• [Passage for review]
# # # #

President of Congress
- In office 27 July 2024 – 26 July 2025
- Vice President: 1st Vice President Patricia Juárez 2nd Vice President Waldemar Cerrón 3rd Vice President Alejandro Cavero
- Preceded by: Alejandro Soto Reyes
- Succeeded by: José Jerí

Minister of Justice
- In office 25 February 2005 – 16 August 2005
- President: Alejandro Toledo
- Prime Minister: Carlos Ferrero
- Preceded by: Carlos Gamarra Ugaz
- Succeeded by: Alejandro Tudela

Member of Congress
- In office 27 July 2021 – 26 July 2026
- Preceded by: Alexander Lozano Inostroza
- Constituency: Madre de Dios
- In office 27 July 2001 – 26 July 2006
- Preceded by: Constituency established
- Succeeded by: Juan Perry
- Constituency: Madre de Dios

Member of the Chamber of Deputies
- In office 27 July 1990 – 5 April 1992
- Preceded by: Simón Gonzalo Horna Mejía
- Succeeded by: Chamber of Deputies abolished
- Constituency: Madre de Dios

Personal details
- Born: Eduardo Salhuana Cavides September 1, 1962 (age 63) Cuzco, Peru
- Party: Alliance for Progress
- Other political affiliations: Perú Posible National United Renaissance (2001) United Left (1990-1992)

# # # #

• [Given entries]

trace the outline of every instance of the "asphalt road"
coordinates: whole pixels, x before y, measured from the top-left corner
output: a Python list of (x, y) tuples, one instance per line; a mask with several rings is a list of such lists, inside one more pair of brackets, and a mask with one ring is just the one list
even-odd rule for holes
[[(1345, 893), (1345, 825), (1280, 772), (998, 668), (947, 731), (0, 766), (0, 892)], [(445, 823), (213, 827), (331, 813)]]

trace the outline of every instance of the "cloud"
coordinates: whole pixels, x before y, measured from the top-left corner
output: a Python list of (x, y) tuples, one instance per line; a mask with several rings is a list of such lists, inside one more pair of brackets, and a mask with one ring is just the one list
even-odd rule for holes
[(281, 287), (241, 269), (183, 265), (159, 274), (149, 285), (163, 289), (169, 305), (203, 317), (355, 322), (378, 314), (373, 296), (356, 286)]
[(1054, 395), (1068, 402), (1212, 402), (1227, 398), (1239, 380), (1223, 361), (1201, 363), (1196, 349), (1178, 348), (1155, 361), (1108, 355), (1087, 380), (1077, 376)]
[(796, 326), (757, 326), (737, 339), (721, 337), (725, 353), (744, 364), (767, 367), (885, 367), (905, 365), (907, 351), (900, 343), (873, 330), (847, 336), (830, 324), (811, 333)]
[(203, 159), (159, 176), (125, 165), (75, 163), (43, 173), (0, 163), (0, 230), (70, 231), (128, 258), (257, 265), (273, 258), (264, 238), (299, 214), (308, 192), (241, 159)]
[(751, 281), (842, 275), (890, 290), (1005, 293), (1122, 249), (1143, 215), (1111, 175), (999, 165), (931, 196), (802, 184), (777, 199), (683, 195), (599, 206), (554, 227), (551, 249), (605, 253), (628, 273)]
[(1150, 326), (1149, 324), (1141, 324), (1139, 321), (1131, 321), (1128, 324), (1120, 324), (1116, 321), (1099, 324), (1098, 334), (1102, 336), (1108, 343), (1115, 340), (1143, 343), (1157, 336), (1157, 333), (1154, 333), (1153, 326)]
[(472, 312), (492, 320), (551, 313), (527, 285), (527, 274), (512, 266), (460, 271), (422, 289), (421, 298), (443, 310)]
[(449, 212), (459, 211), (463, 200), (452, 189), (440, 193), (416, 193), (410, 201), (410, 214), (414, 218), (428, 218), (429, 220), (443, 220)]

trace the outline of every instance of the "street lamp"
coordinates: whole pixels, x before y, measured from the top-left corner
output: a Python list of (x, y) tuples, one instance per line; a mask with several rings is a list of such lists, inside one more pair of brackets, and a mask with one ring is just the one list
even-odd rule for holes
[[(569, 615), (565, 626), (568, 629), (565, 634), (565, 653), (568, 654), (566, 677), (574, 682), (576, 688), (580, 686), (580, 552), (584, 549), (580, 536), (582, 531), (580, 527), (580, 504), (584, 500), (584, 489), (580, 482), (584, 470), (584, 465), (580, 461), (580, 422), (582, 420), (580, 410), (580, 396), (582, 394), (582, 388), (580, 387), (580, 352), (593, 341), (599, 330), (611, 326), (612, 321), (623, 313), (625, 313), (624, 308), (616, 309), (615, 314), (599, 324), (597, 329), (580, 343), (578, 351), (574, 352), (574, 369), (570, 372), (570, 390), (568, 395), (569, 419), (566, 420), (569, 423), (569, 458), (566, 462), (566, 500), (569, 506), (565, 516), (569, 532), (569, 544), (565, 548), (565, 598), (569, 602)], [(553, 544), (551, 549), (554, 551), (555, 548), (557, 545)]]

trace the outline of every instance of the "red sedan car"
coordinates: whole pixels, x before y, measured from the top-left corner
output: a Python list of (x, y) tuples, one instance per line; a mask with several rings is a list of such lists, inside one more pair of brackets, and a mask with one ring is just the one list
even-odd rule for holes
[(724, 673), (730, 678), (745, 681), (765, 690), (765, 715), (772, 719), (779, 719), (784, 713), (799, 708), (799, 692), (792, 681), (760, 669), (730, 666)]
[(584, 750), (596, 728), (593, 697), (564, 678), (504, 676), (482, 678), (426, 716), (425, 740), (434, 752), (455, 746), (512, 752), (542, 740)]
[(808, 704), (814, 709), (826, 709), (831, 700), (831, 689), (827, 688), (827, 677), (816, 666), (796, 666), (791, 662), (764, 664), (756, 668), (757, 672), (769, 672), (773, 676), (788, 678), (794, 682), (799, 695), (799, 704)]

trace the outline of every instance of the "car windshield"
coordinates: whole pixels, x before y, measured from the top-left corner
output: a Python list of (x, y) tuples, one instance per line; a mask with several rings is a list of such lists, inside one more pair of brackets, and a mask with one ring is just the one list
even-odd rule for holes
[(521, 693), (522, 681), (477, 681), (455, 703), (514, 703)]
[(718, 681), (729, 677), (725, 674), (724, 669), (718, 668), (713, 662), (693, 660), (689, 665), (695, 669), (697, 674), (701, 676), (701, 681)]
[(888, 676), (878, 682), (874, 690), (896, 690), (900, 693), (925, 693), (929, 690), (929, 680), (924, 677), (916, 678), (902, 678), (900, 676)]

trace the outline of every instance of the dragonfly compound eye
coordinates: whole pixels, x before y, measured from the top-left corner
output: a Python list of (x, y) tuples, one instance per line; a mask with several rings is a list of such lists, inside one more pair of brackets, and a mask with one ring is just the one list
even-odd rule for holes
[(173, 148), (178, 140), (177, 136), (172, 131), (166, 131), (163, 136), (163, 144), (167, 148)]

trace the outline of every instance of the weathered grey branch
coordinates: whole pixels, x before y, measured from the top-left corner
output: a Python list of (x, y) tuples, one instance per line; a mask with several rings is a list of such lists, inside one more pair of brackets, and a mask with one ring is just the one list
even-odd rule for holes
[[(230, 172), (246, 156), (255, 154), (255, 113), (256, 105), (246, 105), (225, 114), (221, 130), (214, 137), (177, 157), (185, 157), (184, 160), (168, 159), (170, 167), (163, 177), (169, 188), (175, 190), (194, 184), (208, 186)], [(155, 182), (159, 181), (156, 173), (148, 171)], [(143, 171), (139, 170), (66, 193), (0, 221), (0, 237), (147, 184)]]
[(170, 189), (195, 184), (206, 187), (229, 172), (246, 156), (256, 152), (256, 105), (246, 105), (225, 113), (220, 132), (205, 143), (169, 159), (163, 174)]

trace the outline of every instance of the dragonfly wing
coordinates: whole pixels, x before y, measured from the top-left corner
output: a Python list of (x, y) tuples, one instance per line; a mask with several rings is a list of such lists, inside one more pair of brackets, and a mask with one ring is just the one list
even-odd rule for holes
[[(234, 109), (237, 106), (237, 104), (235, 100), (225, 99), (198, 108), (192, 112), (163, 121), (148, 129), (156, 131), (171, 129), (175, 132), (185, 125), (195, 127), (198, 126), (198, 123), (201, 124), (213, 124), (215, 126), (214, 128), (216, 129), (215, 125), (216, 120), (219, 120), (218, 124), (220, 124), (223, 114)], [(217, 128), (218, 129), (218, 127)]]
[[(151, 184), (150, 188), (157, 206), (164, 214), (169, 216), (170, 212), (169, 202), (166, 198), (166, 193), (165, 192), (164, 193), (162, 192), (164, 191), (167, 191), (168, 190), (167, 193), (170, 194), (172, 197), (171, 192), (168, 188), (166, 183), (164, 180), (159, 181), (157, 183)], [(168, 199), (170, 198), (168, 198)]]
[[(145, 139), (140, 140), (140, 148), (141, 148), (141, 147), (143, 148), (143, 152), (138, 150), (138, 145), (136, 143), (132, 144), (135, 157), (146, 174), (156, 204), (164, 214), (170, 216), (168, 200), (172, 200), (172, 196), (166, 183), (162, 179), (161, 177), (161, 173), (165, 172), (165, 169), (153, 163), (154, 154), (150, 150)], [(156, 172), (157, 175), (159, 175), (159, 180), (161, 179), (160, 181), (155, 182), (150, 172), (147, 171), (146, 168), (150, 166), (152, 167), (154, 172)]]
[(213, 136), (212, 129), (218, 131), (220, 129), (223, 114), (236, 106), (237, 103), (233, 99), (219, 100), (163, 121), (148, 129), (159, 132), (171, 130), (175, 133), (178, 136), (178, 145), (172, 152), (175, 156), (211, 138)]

# # # #

• [Assignment 1]
Reproduce everything in the Salhuana profile from "Personal details" down to "United Left (1990-1992)", changing "Cuzco" to "Cusco".
• [Assignment 2]
Write the next part of the Salhuana profile, picking up after its final line.
The records come from a different source than the Salhuana profile.

• [Answer 1]
Personal details
- Born: Eduardo Salhuana Cavides September 1, 1962 (age 63) Cusco, Peru
- Party: Alliance for Progress
- Other political affiliations: Perú Posible National United Renaissance (2001) United Left (1990-1992)

• [Answer 2]
- Alma mater: National University of Saint Anthony the Abbot in Cuzco

= Eduardo Salhuana =

Peruvian politician (born 1962)

Eduardo Salhuana is a former member of the Congress of Peru of the Perú Posible party representing Madre de Dios. He was Minister of Justice of Peru during the Alejandro Toledo presidency.

==Education==
He attended school in his hometown. In 1980, he entered the Law School of the National University of Saint Anthony the Abbot in Cuzco, graduating with a degree in Law and Political Science in 1986.

==Career==
In his professional career, he was a mixed judge in Puerto Maldonado; member of the Mixed and Decentralized Chamber of Madre de Dios; legal advisor to grassroots organizations and representative unions of Madre de Dios; and Dean of the Lawyers Association of Madre de Dios (2000-2001).

===Politics===
In 1990, he entered politics as a member of United Left (IU), being elected deputy for Madre de Dios, a period that was frustrated by the 1992 self-coup. In 1997 he unsuccessfully ran for mayor of the Tambopata Provincial Municipality, in a questioned election that gave the ruling candidate the winner.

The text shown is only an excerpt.